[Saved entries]
START
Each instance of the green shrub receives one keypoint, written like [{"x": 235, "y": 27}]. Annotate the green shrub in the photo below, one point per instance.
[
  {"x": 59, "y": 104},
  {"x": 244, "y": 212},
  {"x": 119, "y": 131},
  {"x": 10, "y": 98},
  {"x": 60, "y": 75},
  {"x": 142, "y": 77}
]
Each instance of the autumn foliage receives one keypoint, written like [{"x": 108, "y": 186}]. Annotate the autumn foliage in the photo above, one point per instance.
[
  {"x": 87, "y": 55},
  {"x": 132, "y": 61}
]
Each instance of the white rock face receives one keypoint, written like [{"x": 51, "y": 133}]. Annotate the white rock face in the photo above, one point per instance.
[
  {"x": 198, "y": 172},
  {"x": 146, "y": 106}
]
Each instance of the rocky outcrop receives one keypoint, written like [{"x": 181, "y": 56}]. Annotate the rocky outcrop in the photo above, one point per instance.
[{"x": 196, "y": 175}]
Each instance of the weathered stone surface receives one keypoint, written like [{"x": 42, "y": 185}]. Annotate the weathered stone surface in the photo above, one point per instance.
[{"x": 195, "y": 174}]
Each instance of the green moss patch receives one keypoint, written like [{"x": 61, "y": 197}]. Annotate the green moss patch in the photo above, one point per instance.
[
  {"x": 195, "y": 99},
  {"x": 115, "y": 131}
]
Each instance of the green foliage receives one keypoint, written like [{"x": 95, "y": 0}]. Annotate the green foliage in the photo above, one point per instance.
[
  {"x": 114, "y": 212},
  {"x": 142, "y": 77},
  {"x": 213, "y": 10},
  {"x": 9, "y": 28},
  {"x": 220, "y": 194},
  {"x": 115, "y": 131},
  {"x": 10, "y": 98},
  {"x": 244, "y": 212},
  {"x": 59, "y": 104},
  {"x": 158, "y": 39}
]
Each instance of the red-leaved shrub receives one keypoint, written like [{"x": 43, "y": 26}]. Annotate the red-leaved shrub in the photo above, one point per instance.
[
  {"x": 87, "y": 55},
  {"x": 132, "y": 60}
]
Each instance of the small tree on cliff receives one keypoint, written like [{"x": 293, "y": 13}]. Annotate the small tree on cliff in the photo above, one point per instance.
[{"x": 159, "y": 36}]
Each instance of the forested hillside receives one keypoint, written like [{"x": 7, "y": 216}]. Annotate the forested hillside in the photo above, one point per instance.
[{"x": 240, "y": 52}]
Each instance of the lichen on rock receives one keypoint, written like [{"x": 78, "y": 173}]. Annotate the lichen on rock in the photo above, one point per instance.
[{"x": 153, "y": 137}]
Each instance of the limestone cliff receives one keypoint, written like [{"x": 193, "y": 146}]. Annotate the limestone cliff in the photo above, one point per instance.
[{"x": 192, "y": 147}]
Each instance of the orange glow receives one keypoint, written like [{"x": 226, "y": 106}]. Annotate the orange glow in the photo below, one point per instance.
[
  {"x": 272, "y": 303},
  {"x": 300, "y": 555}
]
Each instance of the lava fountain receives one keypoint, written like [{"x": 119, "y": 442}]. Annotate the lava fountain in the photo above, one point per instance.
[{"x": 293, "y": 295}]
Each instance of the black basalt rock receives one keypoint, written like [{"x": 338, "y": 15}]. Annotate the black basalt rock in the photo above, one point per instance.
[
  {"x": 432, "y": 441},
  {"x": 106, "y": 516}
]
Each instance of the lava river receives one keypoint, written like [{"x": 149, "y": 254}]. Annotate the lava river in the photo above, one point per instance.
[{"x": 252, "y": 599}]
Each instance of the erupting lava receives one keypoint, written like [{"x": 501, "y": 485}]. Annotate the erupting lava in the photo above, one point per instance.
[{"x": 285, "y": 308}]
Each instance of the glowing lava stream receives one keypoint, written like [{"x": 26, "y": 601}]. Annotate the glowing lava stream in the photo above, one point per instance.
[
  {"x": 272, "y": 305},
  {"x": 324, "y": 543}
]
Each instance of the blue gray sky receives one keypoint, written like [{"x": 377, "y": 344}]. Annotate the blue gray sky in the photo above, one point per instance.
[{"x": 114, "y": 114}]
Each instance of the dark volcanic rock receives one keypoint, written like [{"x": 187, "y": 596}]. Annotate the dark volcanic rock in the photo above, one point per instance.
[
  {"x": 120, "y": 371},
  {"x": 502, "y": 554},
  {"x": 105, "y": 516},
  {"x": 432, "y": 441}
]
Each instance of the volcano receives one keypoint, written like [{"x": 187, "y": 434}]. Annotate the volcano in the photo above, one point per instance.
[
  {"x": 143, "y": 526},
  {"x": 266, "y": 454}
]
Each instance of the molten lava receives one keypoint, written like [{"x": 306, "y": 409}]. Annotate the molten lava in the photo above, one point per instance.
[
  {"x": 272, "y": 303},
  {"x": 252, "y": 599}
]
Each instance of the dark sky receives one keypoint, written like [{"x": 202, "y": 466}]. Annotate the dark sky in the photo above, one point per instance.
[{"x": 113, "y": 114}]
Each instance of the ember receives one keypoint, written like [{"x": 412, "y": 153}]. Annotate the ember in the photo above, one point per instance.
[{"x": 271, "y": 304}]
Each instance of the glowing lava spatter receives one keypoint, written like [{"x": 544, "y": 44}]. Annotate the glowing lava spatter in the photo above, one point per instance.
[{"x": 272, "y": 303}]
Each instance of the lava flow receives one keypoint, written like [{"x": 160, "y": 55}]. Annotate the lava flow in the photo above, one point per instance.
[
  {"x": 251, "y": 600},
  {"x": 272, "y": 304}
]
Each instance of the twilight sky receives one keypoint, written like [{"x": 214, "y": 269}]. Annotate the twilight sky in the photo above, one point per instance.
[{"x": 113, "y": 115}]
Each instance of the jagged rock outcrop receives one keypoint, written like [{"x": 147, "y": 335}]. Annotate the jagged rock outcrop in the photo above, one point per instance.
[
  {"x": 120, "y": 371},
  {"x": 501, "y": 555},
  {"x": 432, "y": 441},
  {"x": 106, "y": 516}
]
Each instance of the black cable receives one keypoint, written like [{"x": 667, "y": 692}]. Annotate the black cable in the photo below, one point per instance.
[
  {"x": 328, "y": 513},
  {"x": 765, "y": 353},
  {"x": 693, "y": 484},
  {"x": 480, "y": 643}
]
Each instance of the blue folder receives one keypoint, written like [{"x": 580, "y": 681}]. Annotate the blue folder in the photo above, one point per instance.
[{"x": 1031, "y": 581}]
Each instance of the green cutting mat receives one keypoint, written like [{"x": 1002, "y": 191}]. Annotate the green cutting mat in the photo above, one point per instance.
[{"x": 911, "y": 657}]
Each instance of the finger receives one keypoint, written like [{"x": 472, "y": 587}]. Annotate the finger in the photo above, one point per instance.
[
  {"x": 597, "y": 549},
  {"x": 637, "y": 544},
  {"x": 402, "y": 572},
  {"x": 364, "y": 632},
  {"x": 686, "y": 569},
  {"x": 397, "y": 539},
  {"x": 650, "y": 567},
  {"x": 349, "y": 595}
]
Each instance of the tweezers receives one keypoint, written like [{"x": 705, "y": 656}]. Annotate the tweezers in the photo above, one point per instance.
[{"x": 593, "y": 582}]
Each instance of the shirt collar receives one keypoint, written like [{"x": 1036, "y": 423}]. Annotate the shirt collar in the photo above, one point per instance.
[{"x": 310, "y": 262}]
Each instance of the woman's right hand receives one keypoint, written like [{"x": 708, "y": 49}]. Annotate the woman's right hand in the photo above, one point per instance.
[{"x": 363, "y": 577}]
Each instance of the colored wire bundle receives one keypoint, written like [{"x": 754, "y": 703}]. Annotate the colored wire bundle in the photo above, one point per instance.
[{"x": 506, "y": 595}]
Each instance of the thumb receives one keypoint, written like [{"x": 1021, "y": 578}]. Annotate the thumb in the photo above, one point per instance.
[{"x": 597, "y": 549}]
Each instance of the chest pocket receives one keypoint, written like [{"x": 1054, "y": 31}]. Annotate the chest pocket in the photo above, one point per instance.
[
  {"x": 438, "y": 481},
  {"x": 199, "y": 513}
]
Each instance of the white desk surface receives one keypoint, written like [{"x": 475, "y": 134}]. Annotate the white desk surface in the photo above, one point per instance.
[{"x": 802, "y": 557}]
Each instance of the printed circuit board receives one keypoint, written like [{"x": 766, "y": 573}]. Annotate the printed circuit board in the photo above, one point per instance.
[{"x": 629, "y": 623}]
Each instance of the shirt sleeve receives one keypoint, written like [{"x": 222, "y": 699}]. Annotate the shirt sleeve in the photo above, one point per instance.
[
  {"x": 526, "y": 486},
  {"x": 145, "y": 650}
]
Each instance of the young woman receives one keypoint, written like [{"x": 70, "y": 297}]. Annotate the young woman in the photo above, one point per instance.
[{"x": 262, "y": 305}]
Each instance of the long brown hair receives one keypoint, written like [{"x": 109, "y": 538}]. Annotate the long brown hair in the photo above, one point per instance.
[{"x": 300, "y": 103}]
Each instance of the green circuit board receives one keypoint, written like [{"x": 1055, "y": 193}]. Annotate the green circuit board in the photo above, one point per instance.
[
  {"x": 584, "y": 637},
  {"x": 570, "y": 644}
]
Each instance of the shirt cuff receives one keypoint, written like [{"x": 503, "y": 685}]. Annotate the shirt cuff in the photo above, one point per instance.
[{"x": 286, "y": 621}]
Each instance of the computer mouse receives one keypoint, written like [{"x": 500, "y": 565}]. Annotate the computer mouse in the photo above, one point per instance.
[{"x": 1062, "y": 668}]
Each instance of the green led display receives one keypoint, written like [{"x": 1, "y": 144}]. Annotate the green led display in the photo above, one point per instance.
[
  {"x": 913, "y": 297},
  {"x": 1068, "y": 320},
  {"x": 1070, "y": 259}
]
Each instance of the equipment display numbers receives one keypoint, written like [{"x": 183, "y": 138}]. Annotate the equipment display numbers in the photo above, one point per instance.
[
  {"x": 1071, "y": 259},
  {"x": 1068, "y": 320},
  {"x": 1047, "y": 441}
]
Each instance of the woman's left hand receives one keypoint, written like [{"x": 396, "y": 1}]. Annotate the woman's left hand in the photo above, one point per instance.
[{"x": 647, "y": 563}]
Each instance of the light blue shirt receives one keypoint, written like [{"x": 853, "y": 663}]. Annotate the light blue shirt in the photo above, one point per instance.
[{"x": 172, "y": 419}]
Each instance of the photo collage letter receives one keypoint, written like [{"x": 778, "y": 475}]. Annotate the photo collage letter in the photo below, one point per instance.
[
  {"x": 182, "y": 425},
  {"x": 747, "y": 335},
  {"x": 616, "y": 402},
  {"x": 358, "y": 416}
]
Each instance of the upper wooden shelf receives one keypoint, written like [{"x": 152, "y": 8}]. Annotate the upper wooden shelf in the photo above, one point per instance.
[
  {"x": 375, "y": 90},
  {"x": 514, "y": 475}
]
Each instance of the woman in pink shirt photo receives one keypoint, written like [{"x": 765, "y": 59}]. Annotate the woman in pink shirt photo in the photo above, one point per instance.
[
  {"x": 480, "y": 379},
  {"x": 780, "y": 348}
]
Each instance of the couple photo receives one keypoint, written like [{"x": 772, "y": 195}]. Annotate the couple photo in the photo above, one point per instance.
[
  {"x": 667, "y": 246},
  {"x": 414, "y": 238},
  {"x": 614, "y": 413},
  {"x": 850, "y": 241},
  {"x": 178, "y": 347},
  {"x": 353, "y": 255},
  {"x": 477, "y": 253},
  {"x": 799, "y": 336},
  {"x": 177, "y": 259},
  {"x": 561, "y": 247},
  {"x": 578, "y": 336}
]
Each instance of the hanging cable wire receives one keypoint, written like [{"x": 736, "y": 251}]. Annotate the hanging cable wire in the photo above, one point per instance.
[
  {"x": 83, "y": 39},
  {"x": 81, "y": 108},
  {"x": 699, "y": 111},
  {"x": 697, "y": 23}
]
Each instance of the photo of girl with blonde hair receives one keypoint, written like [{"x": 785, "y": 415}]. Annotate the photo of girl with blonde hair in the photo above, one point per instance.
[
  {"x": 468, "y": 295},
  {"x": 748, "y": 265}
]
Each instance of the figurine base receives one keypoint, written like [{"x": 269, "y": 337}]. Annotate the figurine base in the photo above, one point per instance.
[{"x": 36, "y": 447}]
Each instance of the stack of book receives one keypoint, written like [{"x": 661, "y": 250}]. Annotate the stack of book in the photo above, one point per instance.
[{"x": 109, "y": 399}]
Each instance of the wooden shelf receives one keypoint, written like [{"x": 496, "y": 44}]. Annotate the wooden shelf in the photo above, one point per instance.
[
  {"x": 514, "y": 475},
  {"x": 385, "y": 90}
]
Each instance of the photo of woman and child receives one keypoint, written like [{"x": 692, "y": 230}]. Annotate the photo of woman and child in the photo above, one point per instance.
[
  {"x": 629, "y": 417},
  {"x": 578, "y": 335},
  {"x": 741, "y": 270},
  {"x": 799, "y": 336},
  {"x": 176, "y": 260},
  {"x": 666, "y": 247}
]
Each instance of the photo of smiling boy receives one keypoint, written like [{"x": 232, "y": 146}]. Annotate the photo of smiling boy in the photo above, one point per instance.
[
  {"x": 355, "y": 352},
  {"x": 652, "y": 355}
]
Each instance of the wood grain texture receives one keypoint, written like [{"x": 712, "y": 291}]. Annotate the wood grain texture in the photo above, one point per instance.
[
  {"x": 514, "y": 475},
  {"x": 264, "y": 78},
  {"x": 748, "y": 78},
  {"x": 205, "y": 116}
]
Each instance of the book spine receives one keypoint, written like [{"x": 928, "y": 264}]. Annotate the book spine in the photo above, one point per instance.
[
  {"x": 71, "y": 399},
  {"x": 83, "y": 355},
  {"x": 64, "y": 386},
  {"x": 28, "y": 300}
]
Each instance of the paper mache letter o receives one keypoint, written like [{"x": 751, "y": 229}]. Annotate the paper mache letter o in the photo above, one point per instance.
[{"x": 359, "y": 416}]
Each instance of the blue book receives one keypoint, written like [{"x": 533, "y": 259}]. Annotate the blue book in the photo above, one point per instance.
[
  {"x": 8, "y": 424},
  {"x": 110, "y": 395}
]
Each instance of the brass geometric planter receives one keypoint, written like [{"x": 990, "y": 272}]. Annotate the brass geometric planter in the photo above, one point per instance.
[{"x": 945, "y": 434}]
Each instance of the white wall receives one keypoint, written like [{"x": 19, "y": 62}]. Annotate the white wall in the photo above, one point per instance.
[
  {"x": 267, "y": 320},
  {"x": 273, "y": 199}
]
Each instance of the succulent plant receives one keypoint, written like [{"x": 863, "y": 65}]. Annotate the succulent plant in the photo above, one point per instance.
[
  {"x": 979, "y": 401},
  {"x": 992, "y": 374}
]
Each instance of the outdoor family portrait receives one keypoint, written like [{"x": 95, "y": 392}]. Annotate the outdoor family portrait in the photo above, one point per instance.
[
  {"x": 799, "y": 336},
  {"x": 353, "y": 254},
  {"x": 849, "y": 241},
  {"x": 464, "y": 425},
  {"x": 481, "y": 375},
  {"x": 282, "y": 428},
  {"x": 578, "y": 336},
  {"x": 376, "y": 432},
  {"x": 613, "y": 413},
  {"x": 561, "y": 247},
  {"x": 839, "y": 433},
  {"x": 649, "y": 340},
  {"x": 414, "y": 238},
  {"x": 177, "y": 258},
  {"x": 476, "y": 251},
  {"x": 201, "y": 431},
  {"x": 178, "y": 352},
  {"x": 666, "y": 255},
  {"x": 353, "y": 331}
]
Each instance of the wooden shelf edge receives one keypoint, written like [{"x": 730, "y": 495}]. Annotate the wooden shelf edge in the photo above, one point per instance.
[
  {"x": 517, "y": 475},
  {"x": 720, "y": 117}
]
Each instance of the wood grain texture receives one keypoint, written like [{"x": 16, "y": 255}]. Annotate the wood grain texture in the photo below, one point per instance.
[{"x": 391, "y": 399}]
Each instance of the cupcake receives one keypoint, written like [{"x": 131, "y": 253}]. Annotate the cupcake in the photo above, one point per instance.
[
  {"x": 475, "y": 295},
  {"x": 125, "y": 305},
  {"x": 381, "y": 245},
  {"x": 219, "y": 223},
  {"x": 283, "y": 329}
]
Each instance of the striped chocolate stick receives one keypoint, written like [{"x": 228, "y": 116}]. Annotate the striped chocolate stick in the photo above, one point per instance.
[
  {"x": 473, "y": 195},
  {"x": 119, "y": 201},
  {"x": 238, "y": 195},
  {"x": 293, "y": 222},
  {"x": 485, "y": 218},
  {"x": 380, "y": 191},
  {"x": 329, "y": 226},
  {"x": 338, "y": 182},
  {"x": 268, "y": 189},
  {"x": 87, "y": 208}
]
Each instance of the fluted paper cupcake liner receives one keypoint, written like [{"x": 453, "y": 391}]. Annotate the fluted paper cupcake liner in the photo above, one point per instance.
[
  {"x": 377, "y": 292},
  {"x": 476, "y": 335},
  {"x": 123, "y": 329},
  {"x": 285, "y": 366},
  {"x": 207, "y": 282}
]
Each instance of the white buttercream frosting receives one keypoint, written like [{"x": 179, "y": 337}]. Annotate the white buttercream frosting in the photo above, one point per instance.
END
Return exactly the lines from the one containing "Each instance of the fluted" to the last line of the data, and nothing more.

Each instance of the fluted paper cupcake liner receives one keypoint, written like [{"x": 453, "y": 391}]. Annotate the fluted paper cupcake liner in the photo above, one point per instance.
[
  {"x": 377, "y": 292},
  {"x": 476, "y": 335},
  {"x": 123, "y": 329},
  {"x": 285, "y": 366},
  {"x": 207, "y": 282}
]
Each instance of the white buttercream frosting receives one keypoint, written like [{"x": 179, "y": 337}]. Annotate the white buttercream frosting in the photo above, one point per instance.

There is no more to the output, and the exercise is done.